■ Data supplied:
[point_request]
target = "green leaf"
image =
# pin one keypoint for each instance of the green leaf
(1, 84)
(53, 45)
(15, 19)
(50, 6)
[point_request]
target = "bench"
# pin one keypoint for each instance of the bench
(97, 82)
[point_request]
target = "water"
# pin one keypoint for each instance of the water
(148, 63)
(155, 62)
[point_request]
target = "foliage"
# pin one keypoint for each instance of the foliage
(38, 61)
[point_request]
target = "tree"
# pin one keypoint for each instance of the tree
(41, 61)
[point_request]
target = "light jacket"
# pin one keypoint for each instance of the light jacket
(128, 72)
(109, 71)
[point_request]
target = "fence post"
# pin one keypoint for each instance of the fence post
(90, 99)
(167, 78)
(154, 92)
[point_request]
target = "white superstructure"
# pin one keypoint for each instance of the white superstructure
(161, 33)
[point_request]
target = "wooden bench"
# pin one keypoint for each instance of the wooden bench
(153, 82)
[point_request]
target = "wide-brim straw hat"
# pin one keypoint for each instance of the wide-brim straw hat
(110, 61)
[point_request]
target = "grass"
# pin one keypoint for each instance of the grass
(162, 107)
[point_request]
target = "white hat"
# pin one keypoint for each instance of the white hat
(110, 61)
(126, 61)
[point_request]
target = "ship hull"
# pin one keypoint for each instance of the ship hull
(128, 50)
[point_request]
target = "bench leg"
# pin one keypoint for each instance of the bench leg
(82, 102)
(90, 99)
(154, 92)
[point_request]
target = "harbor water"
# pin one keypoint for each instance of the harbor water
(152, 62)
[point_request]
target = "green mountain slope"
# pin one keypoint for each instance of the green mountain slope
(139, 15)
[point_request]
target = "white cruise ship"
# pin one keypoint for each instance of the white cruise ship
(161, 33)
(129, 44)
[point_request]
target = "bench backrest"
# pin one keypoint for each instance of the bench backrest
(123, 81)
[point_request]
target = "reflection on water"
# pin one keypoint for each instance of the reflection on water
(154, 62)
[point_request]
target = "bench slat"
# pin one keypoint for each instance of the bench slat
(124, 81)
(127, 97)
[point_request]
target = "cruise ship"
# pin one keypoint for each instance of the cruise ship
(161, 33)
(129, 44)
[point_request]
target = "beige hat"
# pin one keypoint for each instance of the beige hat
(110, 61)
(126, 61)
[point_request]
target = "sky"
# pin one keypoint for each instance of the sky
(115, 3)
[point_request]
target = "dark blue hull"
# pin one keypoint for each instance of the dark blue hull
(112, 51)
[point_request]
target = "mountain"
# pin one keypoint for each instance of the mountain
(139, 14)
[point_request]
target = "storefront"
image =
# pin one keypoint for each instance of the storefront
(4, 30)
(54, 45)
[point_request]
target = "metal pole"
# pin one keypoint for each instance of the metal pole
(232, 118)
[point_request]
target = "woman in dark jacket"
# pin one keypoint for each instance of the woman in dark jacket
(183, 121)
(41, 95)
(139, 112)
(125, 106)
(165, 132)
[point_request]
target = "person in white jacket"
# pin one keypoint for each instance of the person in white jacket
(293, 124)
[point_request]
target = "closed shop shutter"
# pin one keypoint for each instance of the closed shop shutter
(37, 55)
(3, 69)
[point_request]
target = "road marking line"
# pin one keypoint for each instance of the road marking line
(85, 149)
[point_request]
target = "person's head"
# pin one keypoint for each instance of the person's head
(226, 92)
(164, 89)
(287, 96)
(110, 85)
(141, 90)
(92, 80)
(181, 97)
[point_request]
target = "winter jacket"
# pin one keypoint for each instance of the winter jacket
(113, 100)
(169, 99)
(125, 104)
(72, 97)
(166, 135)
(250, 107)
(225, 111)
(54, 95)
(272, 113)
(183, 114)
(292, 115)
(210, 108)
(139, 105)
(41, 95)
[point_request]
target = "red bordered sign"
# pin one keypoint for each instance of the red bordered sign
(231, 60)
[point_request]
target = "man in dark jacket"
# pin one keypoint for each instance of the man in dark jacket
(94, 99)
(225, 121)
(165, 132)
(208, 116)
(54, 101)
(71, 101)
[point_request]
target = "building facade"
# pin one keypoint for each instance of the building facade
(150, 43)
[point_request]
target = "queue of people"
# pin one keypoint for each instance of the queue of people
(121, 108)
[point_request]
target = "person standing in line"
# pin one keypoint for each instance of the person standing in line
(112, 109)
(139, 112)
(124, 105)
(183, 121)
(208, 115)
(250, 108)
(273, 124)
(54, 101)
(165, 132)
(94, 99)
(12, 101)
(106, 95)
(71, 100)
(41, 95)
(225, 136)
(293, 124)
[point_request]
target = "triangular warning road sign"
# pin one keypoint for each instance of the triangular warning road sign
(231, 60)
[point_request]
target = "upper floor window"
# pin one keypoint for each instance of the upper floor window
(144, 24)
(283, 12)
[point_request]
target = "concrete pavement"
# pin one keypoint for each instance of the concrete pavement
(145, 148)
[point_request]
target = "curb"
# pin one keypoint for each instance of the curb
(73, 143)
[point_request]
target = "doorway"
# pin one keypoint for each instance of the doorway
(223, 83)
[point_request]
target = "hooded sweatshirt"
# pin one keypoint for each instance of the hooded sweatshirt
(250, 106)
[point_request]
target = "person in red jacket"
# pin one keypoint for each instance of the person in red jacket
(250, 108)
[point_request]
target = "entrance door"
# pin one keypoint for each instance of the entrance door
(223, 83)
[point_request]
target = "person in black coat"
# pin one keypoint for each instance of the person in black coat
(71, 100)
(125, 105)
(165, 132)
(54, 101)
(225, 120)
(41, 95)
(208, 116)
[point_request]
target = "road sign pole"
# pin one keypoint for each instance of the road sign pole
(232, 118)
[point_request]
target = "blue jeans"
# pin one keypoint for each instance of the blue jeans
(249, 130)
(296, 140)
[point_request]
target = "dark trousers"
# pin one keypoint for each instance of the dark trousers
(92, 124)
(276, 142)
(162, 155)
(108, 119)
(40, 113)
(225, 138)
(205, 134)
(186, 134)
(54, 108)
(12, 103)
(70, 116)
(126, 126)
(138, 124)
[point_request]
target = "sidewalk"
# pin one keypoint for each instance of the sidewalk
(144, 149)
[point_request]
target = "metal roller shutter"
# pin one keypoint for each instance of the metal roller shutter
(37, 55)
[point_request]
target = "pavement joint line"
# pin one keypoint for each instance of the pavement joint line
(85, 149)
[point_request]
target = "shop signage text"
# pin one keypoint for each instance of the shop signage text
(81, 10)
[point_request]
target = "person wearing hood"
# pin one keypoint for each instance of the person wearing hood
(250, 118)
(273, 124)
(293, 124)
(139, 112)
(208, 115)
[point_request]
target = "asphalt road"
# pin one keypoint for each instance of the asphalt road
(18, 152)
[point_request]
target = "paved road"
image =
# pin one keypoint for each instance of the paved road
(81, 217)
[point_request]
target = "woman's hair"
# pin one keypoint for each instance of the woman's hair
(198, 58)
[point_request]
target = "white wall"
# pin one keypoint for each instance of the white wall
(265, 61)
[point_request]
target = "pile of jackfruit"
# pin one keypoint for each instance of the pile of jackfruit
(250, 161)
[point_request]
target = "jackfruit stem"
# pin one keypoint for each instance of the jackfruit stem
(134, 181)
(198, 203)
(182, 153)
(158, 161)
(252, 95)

■ Set exercise: List every line above that contains the word "winter".

■ Result of the exercise:
target = "winter jacket"
# pin one keypoint for each instance of the winter jacket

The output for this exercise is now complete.